** start **
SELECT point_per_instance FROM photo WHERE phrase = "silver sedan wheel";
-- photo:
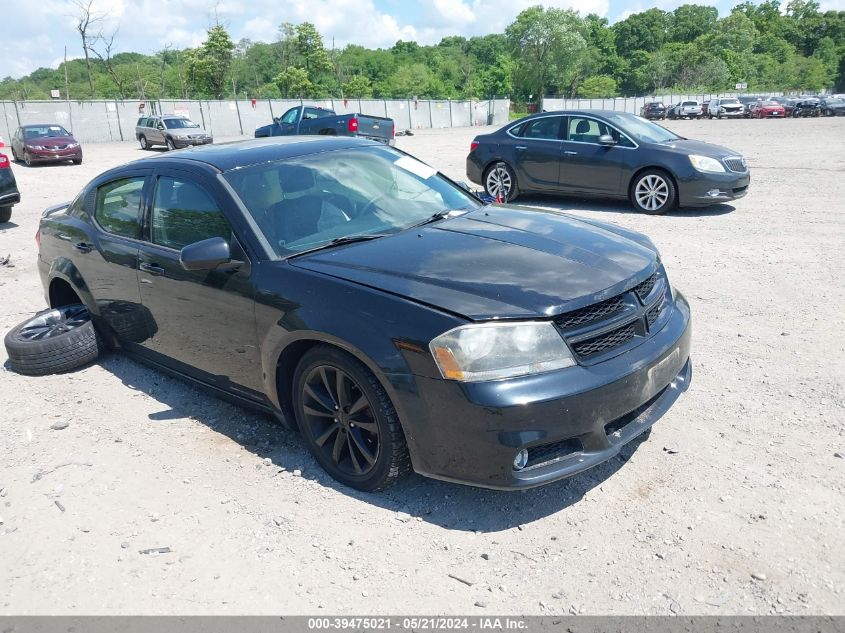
(499, 182)
(652, 192)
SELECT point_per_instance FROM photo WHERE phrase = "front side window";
(307, 202)
(184, 213)
(584, 130)
(118, 208)
(290, 116)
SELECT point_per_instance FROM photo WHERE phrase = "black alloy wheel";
(348, 421)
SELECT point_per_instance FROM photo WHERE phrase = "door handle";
(153, 269)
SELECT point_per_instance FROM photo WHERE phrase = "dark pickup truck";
(320, 121)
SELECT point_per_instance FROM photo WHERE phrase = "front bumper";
(702, 189)
(49, 156)
(572, 419)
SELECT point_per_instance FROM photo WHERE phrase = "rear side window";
(547, 128)
(118, 206)
(184, 213)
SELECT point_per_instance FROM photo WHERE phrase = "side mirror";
(206, 254)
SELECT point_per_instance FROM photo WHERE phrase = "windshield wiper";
(440, 215)
(346, 239)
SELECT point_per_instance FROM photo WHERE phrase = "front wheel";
(348, 420)
(653, 192)
(500, 183)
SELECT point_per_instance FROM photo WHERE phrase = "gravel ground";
(734, 505)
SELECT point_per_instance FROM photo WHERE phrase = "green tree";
(209, 65)
(546, 45)
(597, 86)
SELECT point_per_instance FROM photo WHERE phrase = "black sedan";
(605, 154)
(392, 317)
(9, 194)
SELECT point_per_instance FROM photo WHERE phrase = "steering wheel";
(371, 206)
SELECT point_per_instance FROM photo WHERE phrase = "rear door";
(537, 152)
(205, 325)
(587, 166)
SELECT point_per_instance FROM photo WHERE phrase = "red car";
(48, 142)
(767, 109)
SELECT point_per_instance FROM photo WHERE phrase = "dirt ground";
(734, 505)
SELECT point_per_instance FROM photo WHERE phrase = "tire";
(500, 179)
(131, 322)
(653, 192)
(363, 449)
(53, 341)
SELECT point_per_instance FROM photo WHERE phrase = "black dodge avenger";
(393, 318)
(601, 153)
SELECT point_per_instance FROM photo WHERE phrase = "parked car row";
(748, 107)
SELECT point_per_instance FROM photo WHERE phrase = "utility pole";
(67, 92)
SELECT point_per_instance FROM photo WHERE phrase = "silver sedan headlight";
(487, 351)
(705, 163)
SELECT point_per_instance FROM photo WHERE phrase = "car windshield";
(175, 124)
(641, 129)
(45, 131)
(315, 201)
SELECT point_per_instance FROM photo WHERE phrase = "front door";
(588, 167)
(537, 153)
(205, 322)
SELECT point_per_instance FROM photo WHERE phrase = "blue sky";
(35, 32)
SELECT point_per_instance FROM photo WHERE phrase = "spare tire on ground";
(53, 341)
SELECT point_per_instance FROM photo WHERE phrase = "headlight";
(705, 163)
(487, 351)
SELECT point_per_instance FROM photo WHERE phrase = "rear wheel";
(53, 341)
(348, 420)
(653, 192)
(500, 182)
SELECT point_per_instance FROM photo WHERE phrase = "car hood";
(49, 141)
(496, 262)
(688, 146)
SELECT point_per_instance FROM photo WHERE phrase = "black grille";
(599, 344)
(540, 455)
(736, 164)
(591, 313)
(644, 288)
(654, 312)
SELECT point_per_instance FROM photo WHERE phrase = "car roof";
(227, 156)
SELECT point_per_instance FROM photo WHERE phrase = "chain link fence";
(113, 120)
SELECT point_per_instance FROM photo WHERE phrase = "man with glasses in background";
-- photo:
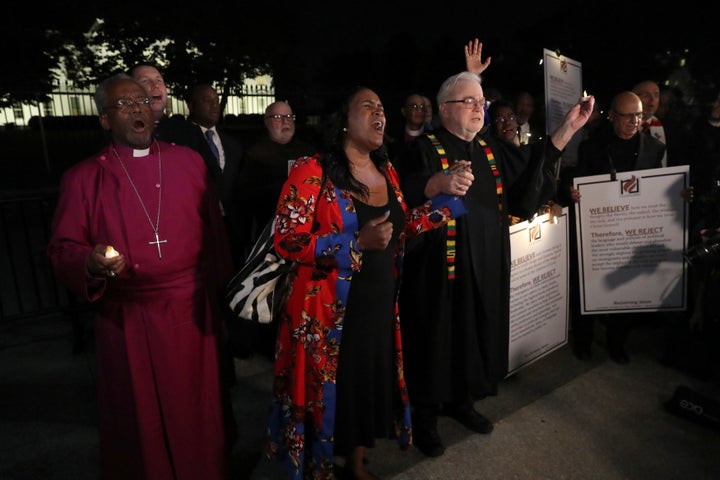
(621, 148)
(265, 169)
(455, 294)
(414, 111)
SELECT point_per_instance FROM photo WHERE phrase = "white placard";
(563, 87)
(538, 289)
(631, 232)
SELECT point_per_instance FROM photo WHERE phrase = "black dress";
(366, 395)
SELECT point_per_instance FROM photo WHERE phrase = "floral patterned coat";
(318, 230)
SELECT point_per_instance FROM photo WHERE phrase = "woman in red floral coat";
(339, 381)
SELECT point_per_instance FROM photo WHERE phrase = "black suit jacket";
(226, 181)
(227, 184)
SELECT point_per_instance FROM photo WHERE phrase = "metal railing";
(67, 100)
(28, 287)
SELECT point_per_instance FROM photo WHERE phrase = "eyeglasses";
(279, 118)
(469, 102)
(417, 106)
(127, 104)
(509, 118)
(628, 117)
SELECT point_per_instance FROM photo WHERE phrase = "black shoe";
(582, 352)
(428, 441)
(619, 356)
(472, 420)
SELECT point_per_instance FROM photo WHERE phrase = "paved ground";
(558, 418)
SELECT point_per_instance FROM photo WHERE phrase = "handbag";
(259, 290)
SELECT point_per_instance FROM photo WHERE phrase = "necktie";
(213, 148)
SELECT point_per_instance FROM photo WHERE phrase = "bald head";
(649, 93)
(626, 114)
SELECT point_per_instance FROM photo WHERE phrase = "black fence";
(28, 287)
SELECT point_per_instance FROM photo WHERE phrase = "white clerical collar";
(414, 133)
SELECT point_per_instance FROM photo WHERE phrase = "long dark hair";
(335, 163)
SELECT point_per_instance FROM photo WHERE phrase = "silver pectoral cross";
(157, 242)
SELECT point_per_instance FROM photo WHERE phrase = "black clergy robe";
(456, 332)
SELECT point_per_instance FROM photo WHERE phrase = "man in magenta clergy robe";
(159, 395)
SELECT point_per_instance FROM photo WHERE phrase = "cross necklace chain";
(156, 226)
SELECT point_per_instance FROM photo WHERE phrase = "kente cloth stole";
(451, 224)
(496, 173)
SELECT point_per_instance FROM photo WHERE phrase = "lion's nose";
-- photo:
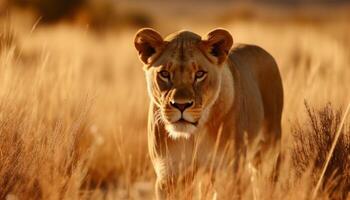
(180, 105)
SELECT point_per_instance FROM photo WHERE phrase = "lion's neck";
(225, 101)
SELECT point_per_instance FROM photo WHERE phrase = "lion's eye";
(165, 75)
(200, 75)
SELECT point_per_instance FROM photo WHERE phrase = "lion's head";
(183, 73)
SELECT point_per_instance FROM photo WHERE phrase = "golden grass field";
(73, 111)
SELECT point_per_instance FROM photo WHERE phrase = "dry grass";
(74, 110)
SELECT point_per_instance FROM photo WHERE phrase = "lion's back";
(256, 64)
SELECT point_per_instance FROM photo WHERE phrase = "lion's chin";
(179, 130)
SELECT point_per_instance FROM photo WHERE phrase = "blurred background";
(73, 98)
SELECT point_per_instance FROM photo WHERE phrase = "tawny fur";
(241, 100)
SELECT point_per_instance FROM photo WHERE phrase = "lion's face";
(183, 80)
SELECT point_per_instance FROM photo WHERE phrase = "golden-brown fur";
(239, 94)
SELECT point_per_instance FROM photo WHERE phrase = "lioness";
(199, 88)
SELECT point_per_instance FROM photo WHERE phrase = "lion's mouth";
(184, 121)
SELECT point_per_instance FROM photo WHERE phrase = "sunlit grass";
(74, 112)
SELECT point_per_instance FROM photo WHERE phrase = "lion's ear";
(148, 43)
(218, 44)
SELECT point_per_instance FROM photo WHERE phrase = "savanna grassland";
(73, 110)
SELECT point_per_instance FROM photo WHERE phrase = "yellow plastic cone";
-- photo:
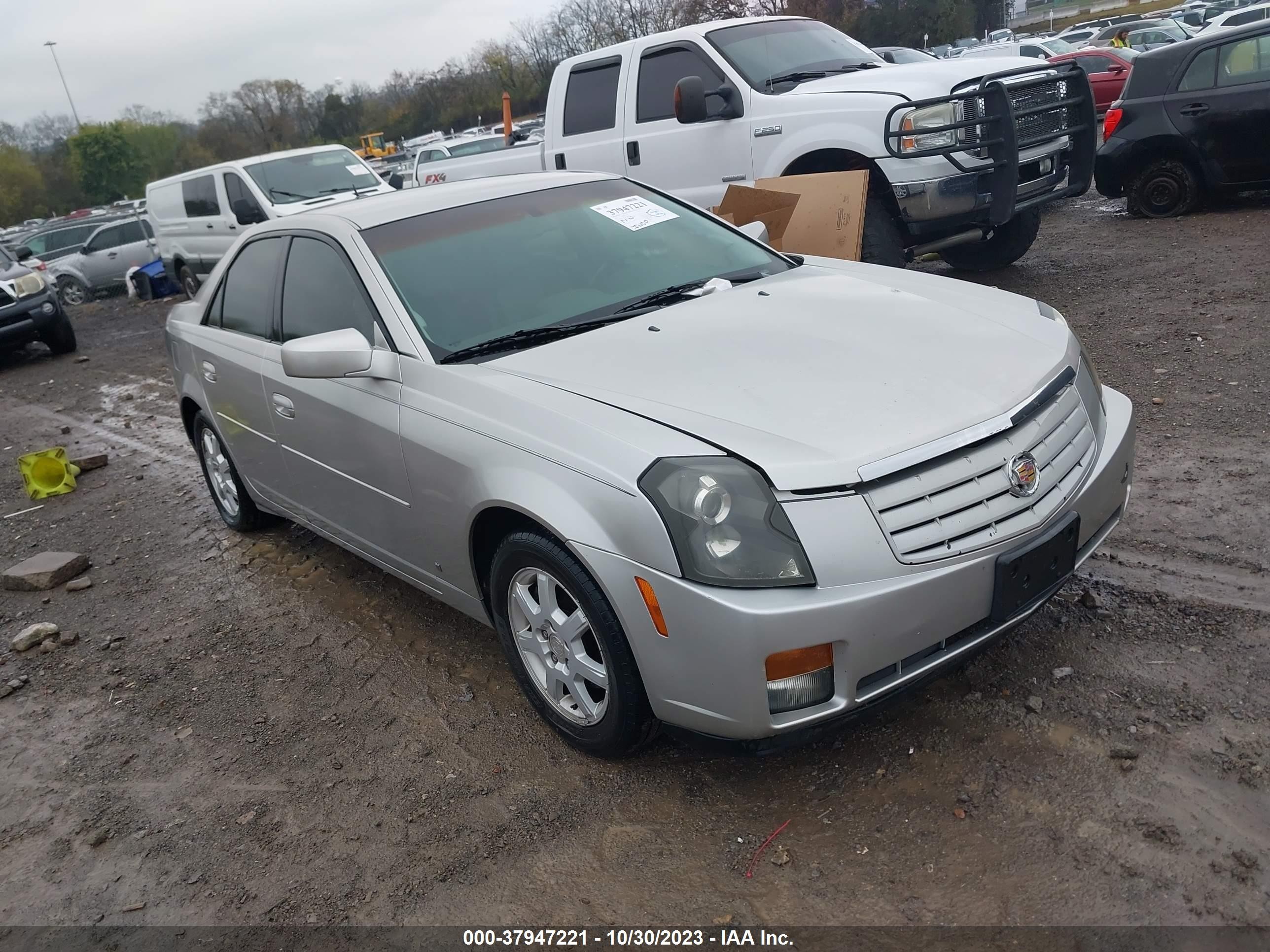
(47, 473)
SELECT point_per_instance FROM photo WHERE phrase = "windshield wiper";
(289, 195)
(531, 337)
(804, 75)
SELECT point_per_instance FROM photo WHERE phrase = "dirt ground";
(266, 730)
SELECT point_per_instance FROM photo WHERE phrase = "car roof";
(393, 206)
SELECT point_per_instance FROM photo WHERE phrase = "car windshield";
(770, 49)
(554, 257)
(312, 175)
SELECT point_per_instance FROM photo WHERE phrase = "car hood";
(915, 80)
(832, 367)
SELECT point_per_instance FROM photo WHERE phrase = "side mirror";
(337, 353)
(247, 214)
(690, 101)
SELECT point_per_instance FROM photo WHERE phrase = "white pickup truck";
(962, 153)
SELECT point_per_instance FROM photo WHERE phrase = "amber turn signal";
(801, 660)
(654, 610)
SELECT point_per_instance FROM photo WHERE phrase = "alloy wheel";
(220, 474)
(558, 645)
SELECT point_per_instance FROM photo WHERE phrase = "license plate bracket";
(1035, 570)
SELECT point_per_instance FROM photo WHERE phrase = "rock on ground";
(45, 572)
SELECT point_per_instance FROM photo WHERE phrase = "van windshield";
(312, 175)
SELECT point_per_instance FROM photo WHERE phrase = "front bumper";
(894, 630)
(30, 318)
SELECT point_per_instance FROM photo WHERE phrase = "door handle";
(283, 408)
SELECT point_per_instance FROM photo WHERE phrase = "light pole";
(51, 45)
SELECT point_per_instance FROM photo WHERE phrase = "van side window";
(237, 190)
(249, 289)
(200, 196)
(320, 294)
(591, 98)
(660, 71)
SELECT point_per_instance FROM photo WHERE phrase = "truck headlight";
(929, 117)
(726, 523)
(28, 285)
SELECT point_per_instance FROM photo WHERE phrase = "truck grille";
(960, 502)
(1037, 127)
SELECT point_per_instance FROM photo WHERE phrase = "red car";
(1108, 70)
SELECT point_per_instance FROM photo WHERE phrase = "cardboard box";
(830, 216)
(742, 205)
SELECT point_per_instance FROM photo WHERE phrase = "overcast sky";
(171, 56)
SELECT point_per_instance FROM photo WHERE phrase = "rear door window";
(322, 294)
(249, 287)
(658, 74)
(1200, 74)
(200, 196)
(591, 98)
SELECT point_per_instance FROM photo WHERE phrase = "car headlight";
(929, 117)
(28, 285)
(726, 523)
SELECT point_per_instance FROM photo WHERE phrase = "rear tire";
(883, 238)
(610, 721)
(1164, 190)
(188, 281)
(61, 337)
(229, 495)
(1006, 245)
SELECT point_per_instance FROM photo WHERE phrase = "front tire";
(61, 337)
(73, 292)
(1165, 190)
(230, 497)
(1006, 245)
(883, 238)
(567, 648)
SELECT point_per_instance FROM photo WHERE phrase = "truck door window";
(591, 98)
(200, 197)
(237, 190)
(660, 71)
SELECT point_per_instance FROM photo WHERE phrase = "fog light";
(799, 678)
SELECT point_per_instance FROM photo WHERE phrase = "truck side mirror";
(246, 212)
(690, 101)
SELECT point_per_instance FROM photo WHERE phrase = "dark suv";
(30, 309)
(1194, 118)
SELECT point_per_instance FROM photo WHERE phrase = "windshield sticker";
(634, 212)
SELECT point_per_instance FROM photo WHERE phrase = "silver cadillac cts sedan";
(687, 479)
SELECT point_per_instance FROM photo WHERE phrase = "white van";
(197, 215)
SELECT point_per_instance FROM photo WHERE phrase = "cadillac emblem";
(1023, 474)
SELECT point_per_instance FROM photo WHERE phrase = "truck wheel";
(61, 337)
(1006, 245)
(1165, 188)
(188, 281)
(883, 240)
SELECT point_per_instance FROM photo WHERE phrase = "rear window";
(591, 98)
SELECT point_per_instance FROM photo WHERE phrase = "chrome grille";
(1051, 124)
(962, 502)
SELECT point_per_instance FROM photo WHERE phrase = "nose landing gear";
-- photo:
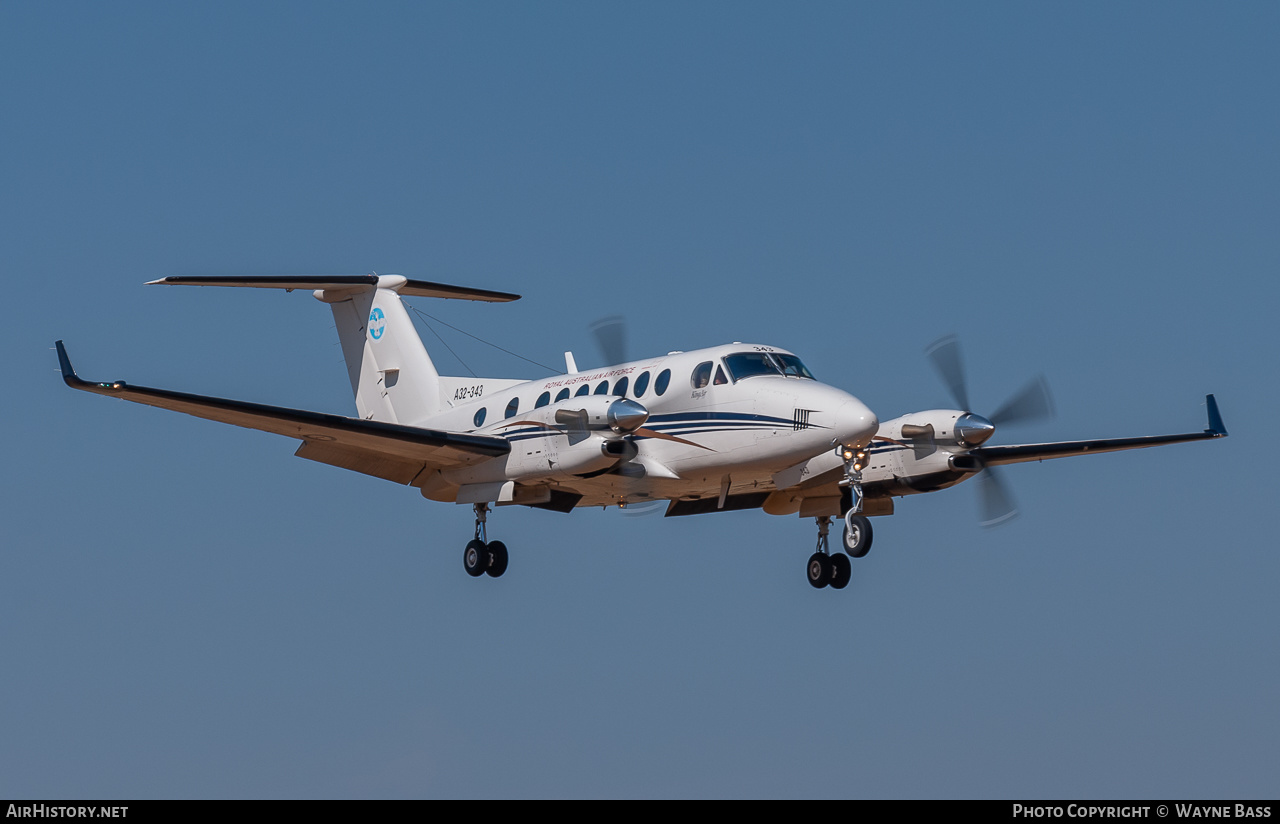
(484, 557)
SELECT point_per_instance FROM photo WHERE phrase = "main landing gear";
(484, 557)
(831, 570)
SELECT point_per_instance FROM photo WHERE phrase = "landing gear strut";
(824, 568)
(483, 557)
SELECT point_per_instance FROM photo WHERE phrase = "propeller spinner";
(1032, 403)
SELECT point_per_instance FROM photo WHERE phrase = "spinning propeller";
(1029, 404)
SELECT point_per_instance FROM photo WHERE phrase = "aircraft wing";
(996, 456)
(389, 451)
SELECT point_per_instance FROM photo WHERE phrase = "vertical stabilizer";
(391, 372)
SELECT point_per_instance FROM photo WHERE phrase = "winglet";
(74, 381)
(65, 362)
(1215, 419)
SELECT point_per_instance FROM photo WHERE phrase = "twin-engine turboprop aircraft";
** end **
- _Required task_:
Extract each line of the data that contains the word "white". Case counts.

- _Exercise answer_:
SELECT point_per_instance FROM photo WHERE phrase = "white placard";
SELECT point_per_instance FROM photo WHERE phrase = "white clerical collar";
SELECT point_per_instance FROM photo WHERE phrase = "white pickup truck";
SELECT point_per_instance FROM photo WHERE phrase = "white van";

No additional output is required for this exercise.